(Material for the task)
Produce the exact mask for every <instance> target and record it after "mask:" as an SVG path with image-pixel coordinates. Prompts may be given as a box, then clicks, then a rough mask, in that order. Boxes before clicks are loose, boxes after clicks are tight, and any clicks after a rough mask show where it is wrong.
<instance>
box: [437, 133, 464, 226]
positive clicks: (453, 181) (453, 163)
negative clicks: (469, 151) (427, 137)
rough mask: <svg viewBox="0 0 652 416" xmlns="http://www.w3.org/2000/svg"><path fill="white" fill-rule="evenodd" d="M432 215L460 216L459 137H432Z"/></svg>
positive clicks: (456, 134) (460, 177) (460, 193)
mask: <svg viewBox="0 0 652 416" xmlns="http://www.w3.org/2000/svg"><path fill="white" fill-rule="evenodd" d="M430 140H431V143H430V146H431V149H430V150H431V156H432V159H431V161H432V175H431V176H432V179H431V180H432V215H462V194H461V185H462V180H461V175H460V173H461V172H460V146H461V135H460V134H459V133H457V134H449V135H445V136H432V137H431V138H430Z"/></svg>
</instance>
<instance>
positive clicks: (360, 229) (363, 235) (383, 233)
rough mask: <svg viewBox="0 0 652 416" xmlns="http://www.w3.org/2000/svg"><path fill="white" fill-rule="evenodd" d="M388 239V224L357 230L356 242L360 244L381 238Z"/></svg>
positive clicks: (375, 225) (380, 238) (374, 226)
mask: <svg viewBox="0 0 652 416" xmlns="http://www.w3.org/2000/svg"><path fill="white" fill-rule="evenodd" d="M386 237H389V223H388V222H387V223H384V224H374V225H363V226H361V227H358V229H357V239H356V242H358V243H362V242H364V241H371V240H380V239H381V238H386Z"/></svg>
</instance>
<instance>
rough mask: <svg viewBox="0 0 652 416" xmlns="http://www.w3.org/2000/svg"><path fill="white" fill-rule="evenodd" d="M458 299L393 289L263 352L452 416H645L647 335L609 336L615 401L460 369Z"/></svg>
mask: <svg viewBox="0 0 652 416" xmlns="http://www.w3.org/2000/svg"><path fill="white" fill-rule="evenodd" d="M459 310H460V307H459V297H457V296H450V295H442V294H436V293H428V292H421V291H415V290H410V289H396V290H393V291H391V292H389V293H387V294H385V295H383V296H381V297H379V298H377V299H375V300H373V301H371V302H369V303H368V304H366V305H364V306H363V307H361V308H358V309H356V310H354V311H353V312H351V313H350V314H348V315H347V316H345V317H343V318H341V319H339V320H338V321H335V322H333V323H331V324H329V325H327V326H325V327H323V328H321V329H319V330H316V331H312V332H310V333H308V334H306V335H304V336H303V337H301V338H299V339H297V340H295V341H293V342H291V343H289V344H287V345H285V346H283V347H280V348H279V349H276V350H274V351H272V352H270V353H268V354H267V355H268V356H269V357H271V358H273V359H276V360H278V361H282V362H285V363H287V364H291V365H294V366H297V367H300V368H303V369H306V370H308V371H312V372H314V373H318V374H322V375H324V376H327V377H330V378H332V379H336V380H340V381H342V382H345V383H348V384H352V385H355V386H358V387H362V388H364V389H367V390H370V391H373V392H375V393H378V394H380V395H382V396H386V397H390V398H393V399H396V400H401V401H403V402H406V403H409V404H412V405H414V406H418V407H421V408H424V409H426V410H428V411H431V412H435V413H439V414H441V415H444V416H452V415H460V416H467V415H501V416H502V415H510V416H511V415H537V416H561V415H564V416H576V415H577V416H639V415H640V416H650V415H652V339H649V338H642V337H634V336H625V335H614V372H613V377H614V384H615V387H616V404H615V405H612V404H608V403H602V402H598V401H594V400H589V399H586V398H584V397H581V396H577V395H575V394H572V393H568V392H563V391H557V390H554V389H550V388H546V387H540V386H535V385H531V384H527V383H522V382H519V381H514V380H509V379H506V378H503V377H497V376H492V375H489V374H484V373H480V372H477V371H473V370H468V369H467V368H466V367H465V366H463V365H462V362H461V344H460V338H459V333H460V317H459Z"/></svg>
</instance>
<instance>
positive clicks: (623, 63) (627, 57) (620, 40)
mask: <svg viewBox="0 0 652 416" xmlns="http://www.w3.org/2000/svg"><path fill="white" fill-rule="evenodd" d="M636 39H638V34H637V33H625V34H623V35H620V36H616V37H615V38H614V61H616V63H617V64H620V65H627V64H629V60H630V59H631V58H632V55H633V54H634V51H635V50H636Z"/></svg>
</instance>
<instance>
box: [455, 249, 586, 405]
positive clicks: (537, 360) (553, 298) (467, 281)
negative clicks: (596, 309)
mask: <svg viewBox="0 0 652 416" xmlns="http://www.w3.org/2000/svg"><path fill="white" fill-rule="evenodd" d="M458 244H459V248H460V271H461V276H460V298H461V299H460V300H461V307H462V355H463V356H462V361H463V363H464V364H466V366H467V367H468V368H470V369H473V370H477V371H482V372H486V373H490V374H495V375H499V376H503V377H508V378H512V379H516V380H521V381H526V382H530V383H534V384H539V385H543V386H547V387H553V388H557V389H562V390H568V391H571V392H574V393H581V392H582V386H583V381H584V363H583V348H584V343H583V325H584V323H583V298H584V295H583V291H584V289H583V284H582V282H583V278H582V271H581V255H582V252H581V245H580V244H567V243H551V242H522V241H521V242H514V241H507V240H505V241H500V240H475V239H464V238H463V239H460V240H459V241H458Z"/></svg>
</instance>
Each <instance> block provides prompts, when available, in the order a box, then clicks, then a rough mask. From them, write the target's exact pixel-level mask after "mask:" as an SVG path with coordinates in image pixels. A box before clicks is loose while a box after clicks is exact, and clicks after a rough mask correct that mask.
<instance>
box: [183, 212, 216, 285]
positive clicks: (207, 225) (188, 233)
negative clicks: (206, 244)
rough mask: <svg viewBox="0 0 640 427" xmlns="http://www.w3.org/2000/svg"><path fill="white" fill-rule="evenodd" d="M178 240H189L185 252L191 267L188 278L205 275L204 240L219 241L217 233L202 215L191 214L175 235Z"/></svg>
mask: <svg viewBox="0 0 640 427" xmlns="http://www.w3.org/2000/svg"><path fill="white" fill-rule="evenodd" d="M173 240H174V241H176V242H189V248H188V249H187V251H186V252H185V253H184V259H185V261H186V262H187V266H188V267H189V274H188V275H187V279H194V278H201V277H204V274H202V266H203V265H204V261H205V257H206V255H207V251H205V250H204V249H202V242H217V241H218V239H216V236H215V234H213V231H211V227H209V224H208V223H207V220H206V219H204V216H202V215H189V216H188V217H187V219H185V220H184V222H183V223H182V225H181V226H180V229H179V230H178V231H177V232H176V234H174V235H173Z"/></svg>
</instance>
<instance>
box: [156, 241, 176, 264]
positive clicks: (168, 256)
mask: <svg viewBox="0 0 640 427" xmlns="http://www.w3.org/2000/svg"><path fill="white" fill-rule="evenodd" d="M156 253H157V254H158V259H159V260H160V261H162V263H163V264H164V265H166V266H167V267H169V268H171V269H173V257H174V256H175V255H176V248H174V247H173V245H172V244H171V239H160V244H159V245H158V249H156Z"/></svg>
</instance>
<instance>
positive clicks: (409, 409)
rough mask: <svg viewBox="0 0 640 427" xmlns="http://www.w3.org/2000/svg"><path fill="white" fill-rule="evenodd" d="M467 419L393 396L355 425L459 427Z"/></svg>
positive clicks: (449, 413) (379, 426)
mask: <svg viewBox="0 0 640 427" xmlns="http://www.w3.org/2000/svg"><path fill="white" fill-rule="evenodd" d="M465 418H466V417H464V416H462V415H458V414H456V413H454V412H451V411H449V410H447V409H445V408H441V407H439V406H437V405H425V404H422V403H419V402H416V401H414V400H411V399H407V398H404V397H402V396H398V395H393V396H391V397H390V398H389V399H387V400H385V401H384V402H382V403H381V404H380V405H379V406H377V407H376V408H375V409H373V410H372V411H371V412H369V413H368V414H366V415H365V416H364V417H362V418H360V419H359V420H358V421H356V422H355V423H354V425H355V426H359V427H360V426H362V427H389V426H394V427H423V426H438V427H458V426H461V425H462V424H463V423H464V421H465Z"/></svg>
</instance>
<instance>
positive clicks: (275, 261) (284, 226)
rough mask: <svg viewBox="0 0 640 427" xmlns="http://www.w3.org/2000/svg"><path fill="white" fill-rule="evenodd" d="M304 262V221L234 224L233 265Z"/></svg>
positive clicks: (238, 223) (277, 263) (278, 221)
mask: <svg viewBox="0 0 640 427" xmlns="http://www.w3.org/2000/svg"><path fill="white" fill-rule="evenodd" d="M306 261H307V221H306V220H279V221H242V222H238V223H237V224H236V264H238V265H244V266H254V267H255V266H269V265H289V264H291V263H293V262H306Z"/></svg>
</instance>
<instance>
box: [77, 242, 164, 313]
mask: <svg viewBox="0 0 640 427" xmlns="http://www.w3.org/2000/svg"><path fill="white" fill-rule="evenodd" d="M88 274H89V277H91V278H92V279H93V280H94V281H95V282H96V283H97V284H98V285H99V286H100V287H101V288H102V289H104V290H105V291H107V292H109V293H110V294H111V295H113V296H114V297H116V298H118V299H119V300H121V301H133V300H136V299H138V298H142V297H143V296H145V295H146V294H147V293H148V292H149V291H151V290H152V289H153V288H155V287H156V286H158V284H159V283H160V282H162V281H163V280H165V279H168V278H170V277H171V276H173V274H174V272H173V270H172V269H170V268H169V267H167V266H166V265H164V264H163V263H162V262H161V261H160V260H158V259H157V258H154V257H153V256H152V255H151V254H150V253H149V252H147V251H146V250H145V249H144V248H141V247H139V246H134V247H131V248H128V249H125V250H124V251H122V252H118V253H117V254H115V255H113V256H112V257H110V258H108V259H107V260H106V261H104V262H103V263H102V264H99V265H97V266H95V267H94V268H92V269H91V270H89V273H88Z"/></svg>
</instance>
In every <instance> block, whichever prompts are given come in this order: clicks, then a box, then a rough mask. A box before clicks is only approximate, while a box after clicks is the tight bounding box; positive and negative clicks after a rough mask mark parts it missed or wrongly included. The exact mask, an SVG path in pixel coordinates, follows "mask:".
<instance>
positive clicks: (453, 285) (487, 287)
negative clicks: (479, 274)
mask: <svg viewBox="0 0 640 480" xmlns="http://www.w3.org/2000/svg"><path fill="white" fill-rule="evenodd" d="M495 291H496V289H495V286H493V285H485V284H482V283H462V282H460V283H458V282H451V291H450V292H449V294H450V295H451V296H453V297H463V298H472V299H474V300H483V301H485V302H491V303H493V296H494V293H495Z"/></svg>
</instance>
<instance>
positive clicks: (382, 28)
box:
(End Material for the task)
_Exercise prompt_:
What is needed is every line from the beginning of the data up to and including the line with "239V224L357 230L356 242L360", given again word for word.

_Task answer_:
Produce the exact mask for every <instance> target and record it after "mask:" as an SVG path with image-pixel coordinates. Prompts may be given as a box, then clicks, then a rough mask, in that order. Boxes before clicks are loose, boxes after clicks are tight, and any clicks after a rough mask show where it is wrong.
<instance>
box: [437, 133, 464, 226]
positive clicks: (453, 181) (453, 163)
negative clicks: (469, 151) (427, 137)
rough mask: <svg viewBox="0 0 652 416" xmlns="http://www.w3.org/2000/svg"><path fill="white" fill-rule="evenodd" d="M432 215L460 216L459 137H432Z"/></svg>
positive clicks: (456, 134) (460, 177) (460, 193)
mask: <svg viewBox="0 0 652 416" xmlns="http://www.w3.org/2000/svg"><path fill="white" fill-rule="evenodd" d="M430 140H431V143H430V146H431V149H430V150H431V156H432V159H431V161H432V175H431V176H432V179H431V180H432V215H462V194H461V185H462V180H461V175H460V173H461V172H460V146H461V135H460V134H459V133H457V134H449V135H445V136H432V137H431V138H430Z"/></svg>
</instance>
<instance>
positive clicks: (360, 229) (363, 235) (383, 233)
rough mask: <svg viewBox="0 0 652 416" xmlns="http://www.w3.org/2000/svg"><path fill="white" fill-rule="evenodd" d="M388 239V224L357 230L356 242L360 244L381 238Z"/></svg>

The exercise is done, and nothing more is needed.